■ RAW DATA ■
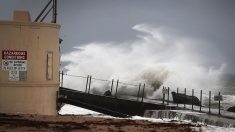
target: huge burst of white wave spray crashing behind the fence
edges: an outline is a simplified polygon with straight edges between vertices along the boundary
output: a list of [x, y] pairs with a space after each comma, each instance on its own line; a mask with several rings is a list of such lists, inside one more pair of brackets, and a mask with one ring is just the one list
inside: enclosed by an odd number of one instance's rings
[[[226, 62], [206, 54], [206, 50], [216, 50], [212, 44], [176, 35], [164, 27], [139, 24], [132, 29], [137, 33], [136, 40], [92, 42], [63, 54], [61, 60], [67, 62], [64, 67], [67, 74], [119, 79], [137, 85], [146, 83], [152, 89], [148, 90], [150, 96], [156, 96], [162, 86], [198, 91], [221, 88], [220, 78]], [[85, 80], [65, 78], [64, 85], [84, 90]], [[103, 91], [109, 85], [92, 82], [95, 91]]]

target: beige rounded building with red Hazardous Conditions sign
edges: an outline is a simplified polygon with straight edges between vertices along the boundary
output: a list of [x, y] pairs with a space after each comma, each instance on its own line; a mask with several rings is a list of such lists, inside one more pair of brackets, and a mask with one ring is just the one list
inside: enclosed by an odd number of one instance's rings
[[0, 113], [57, 114], [59, 29], [27, 11], [0, 21]]

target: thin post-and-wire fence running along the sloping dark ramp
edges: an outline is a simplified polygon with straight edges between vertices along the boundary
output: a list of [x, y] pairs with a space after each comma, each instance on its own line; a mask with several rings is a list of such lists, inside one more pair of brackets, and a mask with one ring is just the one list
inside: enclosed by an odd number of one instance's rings
[[[163, 105], [175, 105], [177, 108], [191, 109], [192, 111], [204, 112], [213, 115], [221, 116], [221, 101], [223, 101], [223, 96], [220, 92], [217, 94], [213, 94], [214, 98], [212, 98], [212, 92], [207, 91], [203, 92], [203, 90], [196, 91], [194, 89], [188, 90], [187, 88], [176, 88], [176, 91], [173, 91], [170, 87], [163, 86], [161, 89], [162, 98], [150, 98], [147, 96], [148, 91], [151, 91], [153, 88], [145, 83], [125, 83], [121, 82], [119, 79], [99, 79], [95, 78], [92, 75], [87, 76], [78, 76], [78, 75], [70, 75], [64, 73], [63, 71], [60, 73], [60, 86], [64, 86], [64, 77], [75, 78], [76, 81], [81, 81], [84, 87], [83, 92], [87, 94], [100, 94], [105, 95], [105, 92], [109, 91], [110, 95], [114, 98], [125, 98], [136, 100], [137, 102], [144, 101], [158, 101]], [[101, 87], [105, 87], [103, 91], [94, 90], [96, 84], [101, 84]], [[81, 89], [81, 88], [80, 88]], [[80, 90], [81, 91], [81, 90]], [[154, 92], [154, 91], [153, 91]], [[191, 104], [188, 103], [177, 103], [173, 100], [171, 92], [175, 92], [176, 95], [184, 95], [187, 99], [191, 98]], [[200, 104], [195, 105], [194, 99], [195, 97], [199, 99]], [[204, 105], [202, 104], [204, 100], [207, 100]], [[213, 102], [213, 103], [212, 103]]]

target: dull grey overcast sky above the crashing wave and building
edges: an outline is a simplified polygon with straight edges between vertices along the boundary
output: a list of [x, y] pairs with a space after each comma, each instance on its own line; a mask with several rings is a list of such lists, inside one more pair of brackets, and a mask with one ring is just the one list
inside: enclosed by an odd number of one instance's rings
[[[14, 9], [31, 12], [34, 20], [48, 0], [1, 0], [0, 19], [10, 20]], [[93, 41], [136, 39], [136, 24], [148, 23], [173, 29], [177, 35], [198, 38], [205, 55], [225, 59], [235, 73], [234, 0], [58, 0], [62, 25], [62, 52]], [[215, 51], [208, 50], [212, 46]]]

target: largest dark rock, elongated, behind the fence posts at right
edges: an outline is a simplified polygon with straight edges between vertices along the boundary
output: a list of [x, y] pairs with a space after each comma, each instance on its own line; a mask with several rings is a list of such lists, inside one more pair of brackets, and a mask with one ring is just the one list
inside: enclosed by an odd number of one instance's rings
[[173, 102], [178, 104], [193, 104], [200, 106], [201, 101], [196, 96], [189, 96], [181, 93], [171, 92], [173, 97]]

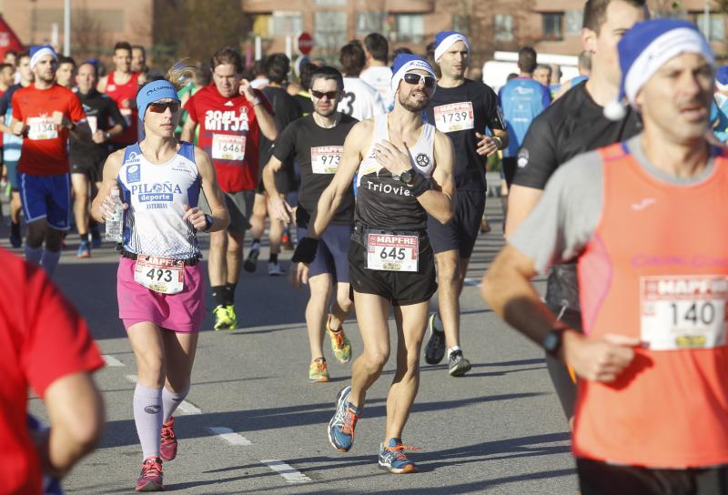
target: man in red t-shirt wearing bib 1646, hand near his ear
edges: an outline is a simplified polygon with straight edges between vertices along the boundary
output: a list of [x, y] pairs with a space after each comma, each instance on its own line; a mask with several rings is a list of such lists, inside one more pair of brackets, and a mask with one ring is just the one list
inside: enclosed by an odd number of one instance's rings
[[[215, 329], [221, 330], [238, 328], [235, 287], [258, 185], [258, 139], [262, 132], [273, 141], [278, 131], [268, 99], [243, 79], [243, 57], [236, 50], [217, 50], [210, 66], [214, 85], [200, 89], [187, 100], [189, 118], [182, 129], [182, 140], [193, 142], [200, 126], [198, 144], [212, 157], [230, 213], [227, 234], [224, 230], [210, 234], [207, 264], [215, 300]], [[208, 209], [200, 199], [203, 208]]]

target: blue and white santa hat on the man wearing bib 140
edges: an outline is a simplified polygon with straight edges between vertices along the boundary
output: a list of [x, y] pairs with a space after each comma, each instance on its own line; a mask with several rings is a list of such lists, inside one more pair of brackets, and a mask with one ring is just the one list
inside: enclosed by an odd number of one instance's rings
[[713, 49], [697, 26], [678, 19], [652, 19], [637, 23], [617, 45], [622, 82], [617, 101], [604, 106], [604, 116], [621, 120], [626, 115], [624, 101], [634, 107], [642, 86], [675, 56], [698, 54], [715, 65]]

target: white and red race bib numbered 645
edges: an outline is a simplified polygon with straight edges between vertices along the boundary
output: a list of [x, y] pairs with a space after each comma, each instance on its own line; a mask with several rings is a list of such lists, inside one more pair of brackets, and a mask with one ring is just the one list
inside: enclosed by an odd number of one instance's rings
[[417, 271], [420, 237], [368, 234], [367, 268], [386, 271]]

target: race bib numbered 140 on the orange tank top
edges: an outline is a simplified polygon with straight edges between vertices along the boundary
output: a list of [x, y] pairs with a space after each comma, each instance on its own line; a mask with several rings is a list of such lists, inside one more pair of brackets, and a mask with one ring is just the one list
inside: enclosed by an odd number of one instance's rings
[[725, 276], [642, 277], [640, 296], [645, 349], [712, 349], [725, 345]]

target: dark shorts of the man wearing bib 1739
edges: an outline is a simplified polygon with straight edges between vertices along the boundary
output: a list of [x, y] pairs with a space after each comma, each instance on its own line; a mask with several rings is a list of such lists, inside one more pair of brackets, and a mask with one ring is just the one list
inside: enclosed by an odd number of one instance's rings
[[455, 215], [442, 225], [434, 217], [427, 219], [427, 234], [435, 253], [456, 249], [460, 258], [470, 258], [480, 233], [480, 220], [485, 211], [485, 192], [458, 191], [455, 193]]

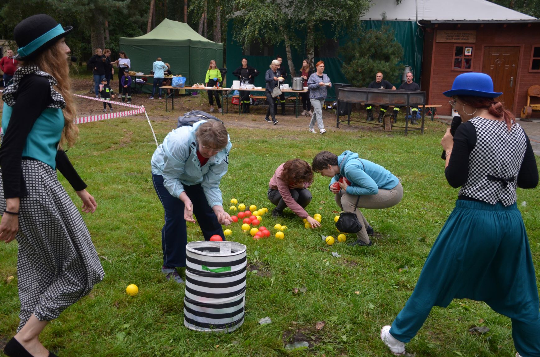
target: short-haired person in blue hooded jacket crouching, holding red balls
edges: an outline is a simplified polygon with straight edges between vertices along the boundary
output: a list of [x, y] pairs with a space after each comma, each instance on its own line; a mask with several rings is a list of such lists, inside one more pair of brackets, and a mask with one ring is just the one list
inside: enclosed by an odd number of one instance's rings
[[321, 176], [332, 177], [328, 188], [335, 194], [335, 201], [346, 212], [354, 212], [362, 229], [357, 240], [349, 245], [372, 245], [369, 236], [372, 226], [360, 208], [390, 208], [400, 203], [403, 187], [390, 171], [374, 162], [360, 159], [358, 154], [344, 151], [336, 156], [328, 151], [315, 155], [312, 168]]

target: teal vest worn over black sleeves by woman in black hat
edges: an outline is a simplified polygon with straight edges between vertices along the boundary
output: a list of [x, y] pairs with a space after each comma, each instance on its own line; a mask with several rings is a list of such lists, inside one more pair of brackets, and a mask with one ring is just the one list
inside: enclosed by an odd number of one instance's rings
[[[7, 134], [12, 108], [4, 103], [2, 131]], [[23, 157], [31, 157], [56, 169], [56, 152], [64, 129], [62, 109], [46, 108], [37, 118], [26, 138]]]

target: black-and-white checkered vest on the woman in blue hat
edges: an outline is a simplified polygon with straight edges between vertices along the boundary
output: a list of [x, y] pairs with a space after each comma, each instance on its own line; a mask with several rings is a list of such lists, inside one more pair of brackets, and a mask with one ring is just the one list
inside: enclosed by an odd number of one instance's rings
[[506, 122], [477, 116], [469, 120], [476, 129], [476, 146], [469, 155], [469, 176], [460, 196], [509, 206], [516, 202], [517, 174], [527, 141], [517, 123], [508, 131]]

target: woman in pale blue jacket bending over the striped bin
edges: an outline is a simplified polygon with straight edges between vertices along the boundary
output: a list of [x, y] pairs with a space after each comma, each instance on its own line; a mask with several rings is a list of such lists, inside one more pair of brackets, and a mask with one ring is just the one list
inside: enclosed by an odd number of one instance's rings
[[232, 219], [223, 209], [219, 183], [231, 147], [222, 122], [201, 120], [168, 133], [152, 156], [152, 181], [165, 209], [161, 272], [167, 280], [184, 283], [176, 268], [186, 266], [186, 221], [194, 223], [193, 214], [206, 241], [213, 235], [225, 241], [221, 224]]

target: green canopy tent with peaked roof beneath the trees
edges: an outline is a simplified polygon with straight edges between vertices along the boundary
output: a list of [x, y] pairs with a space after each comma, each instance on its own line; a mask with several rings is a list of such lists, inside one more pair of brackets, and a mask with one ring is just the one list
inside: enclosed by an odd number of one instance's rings
[[183, 22], [163, 20], [139, 37], [120, 37], [120, 50], [131, 60], [131, 70], [149, 74], [158, 57], [171, 65], [173, 74], [186, 77], [186, 85], [203, 83], [210, 60], [223, 66], [223, 44], [199, 35]]

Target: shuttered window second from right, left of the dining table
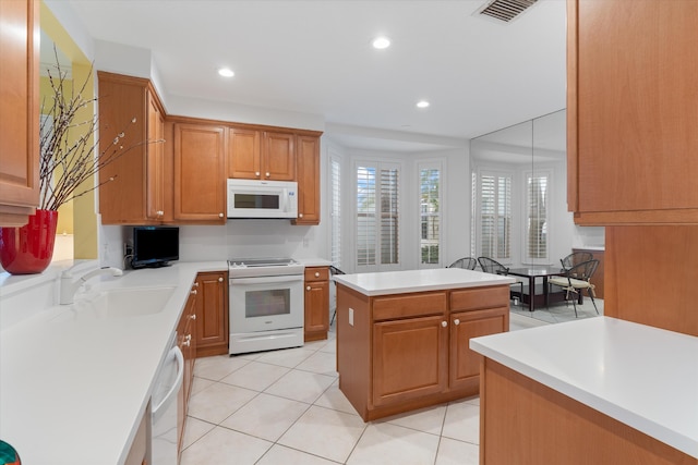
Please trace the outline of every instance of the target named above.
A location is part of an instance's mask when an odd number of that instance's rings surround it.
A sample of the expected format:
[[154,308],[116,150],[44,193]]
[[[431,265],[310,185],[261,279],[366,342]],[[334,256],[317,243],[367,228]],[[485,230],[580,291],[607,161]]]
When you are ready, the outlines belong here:
[[500,261],[512,258],[512,175],[480,175],[480,254]]

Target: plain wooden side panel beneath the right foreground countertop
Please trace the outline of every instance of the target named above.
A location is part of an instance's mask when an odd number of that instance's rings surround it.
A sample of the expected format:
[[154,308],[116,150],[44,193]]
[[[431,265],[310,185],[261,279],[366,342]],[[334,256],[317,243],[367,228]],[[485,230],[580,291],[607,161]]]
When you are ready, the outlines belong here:
[[481,465],[698,463],[490,358],[481,381]]

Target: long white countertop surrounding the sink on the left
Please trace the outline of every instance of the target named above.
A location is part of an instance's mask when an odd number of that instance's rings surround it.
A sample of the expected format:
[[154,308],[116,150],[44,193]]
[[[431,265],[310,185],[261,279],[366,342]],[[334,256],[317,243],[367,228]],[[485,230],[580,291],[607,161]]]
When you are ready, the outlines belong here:
[[177,262],[89,281],[92,291],[176,286],[158,314],[71,318],[53,306],[4,328],[0,438],[26,464],[123,463],[196,273],[218,270],[227,264]]

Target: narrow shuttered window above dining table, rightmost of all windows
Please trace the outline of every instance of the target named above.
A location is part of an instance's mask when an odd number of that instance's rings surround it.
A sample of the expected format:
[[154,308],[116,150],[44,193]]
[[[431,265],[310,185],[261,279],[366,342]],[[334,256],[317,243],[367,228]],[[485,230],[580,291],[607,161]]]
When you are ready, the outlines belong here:
[[549,173],[526,173],[526,258],[547,258]]

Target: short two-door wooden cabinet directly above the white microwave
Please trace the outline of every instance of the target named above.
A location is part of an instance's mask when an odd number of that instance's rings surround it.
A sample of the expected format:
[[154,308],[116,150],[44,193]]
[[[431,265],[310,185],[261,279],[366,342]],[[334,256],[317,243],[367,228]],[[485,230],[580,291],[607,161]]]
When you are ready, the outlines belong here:
[[228,178],[294,181],[293,133],[230,127]]

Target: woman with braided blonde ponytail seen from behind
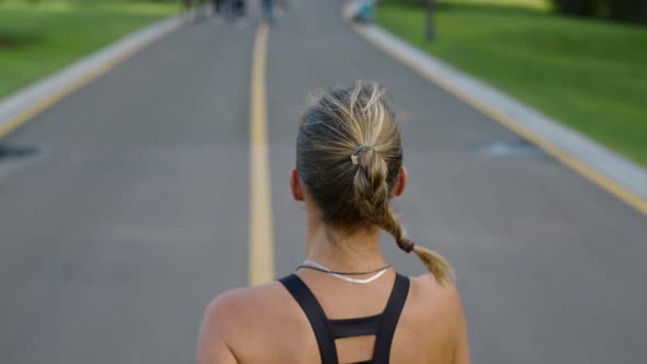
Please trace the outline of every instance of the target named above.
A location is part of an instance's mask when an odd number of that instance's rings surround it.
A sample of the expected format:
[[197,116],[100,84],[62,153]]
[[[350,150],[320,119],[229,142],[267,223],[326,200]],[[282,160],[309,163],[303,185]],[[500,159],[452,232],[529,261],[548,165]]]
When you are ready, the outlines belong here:
[[[300,122],[291,175],[306,206],[307,260],[279,282],[217,297],[198,363],[469,363],[450,265],[408,240],[390,211],[406,184],[384,90],[359,82],[319,95]],[[397,274],[379,251],[382,229],[430,273]]]

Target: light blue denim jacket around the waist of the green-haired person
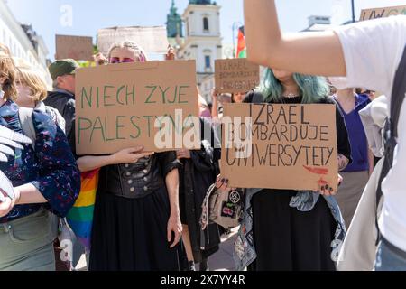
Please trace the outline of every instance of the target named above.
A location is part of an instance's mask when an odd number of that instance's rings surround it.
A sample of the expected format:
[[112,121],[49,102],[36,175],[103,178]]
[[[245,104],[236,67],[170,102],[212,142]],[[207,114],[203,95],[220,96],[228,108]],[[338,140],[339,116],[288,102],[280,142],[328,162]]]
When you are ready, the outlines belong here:
[[[256,259],[256,252],[254,247],[254,228],[253,228],[253,208],[251,200],[254,194],[262,191],[263,189],[246,189],[245,190],[245,203],[244,203],[244,216],[238,231],[237,238],[234,246],[234,261],[236,270],[242,271],[246,266],[249,266]],[[312,210],[318,202],[320,194],[312,191],[298,191],[296,196],[291,198],[290,206],[300,211]],[[340,248],[346,237],[346,226],[341,211],[338,207],[337,200],[332,196],[323,196],[327,203],[331,214],[337,222],[336,233],[333,241],[331,242],[331,259],[336,262]]]

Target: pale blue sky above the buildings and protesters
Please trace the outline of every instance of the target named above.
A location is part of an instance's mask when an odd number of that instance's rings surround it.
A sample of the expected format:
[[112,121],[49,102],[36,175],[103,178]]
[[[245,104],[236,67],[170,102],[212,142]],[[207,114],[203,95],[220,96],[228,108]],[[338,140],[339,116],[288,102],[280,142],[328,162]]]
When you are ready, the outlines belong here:
[[[96,36],[97,29],[111,26],[162,25],[171,6],[171,0],[8,0],[14,16],[21,23],[32,23],[41,34],[49,50],[55,51],[55,34]],[[175,0],[183,13],[189,0]],[[61,23],[63,11],[72,9],[72,23]],[[243,0],[217,0],[221,5],[221,32],[223,42],[232,43],[233,23],[243,23]],[[307,27],[312,14],[333,16],[333,23],[351,19],[350,0],[279,0],[277,1],[281,27],[286,32]],[[355,0],[356,18],[363,8],[406,5],[406,0]],[[63,20],[63,19],[62,19]]]

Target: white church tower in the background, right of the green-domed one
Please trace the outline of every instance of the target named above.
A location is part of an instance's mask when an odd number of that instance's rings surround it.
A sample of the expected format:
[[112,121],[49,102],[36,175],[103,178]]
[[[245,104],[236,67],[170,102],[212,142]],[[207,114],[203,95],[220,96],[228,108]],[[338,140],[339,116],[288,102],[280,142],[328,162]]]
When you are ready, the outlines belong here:
[[211,0],[189,0],[182,15],[185,38],[178,57],[196,60],[198,85],[213,75],[215,60],[222,57],[220,8]]

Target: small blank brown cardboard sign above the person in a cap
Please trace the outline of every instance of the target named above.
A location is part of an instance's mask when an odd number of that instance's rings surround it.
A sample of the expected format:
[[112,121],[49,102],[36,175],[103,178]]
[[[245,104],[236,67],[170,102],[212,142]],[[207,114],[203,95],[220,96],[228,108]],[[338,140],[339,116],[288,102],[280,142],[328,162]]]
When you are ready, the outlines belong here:
[[71,58],[76,61],[93,61],[93,38],[87,36],[56,35],[57,60]]

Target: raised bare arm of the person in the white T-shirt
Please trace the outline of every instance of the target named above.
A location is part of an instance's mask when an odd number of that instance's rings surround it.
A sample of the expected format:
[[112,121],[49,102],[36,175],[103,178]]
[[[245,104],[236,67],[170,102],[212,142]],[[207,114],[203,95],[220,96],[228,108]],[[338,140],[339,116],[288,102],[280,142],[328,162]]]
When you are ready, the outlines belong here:
[[344,52],[336,33],[282,34],[274,0],[245,0],[244,10],[250,61],[303,74],[346,76]]

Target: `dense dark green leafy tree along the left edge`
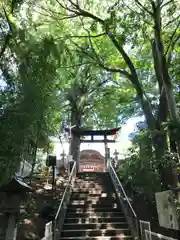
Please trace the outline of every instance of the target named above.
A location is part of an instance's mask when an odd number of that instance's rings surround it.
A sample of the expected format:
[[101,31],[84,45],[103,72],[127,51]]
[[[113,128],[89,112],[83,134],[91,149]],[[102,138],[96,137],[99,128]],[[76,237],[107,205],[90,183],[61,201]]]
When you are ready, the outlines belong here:
[[25,30],[14,26],[15,39],[9,42],[1,64],[5,82],[1,91],[1,184],[18,171],[27,154],[33,170],[40,142],[56,130],[52,124],[57,107],[53,39],[35,39]]

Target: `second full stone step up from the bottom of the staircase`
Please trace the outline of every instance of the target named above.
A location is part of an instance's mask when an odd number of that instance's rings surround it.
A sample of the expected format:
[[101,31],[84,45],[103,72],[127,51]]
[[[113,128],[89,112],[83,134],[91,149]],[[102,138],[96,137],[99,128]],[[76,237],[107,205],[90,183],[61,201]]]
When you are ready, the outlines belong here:
[[108,228],[112,228],[112,229],[128,229],[128,225],[125,222],[113,222],[113,223],[78,223],[78,224],[74,224],[74,223],[65,223],[63,226],[64,230],[76,230],[76,229],[108,229]]

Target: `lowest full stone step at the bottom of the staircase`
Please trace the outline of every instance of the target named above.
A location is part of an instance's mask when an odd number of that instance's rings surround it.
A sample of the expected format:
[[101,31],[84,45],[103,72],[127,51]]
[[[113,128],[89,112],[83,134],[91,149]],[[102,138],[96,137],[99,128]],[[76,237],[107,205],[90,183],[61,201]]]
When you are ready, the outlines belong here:
[[105,228],[105,229],[69,229],[62,230],[61,237],[98,237],[98,236],[130,236],[130,230],[125,228],[114,229],[114,228]]

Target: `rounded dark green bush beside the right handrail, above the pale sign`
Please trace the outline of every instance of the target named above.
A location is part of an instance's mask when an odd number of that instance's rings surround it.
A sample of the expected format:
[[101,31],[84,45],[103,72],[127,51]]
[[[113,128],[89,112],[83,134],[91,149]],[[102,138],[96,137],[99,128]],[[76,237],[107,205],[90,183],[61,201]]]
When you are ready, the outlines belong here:
[[152,165],[152,158],[139,155],[137,145],[133,146],[129,155],[126,162],[119,167],[118,176],[125,187],[152,201],[154,194],[161,191],[161,180],[157,169]]

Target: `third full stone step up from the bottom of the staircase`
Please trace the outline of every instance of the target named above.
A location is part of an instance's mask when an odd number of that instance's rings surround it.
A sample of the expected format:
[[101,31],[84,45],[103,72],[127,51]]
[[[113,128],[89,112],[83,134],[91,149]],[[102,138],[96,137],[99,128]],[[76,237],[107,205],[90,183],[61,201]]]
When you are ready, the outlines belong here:
[[124,216],[115,216],[115,217],[84,217],[84,218],[65,218],[64,223],[113,223],[121,222],[126,223]]

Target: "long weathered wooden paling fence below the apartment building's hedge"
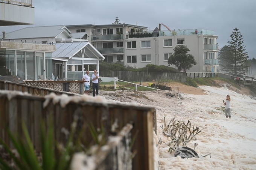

■ WHAT IS EXPECTED ■
Reproduce every line above containing "white".

■ ANSWER ■
target: huge burst of white wave spray crashing behind the fence
target: blue and white santa hat on the man wearing bib 140
target: white and red race bib numbered 645
target: black-and-white checkered vest on the woman in blue hat
Target: long white countertop surrounding the sink on the left
Target: short two-door wooden cabinet directly above the white microwave
Target: white church tower in the background, right of the green-domed one
Target: raised bare arm of the person in the white T-shirt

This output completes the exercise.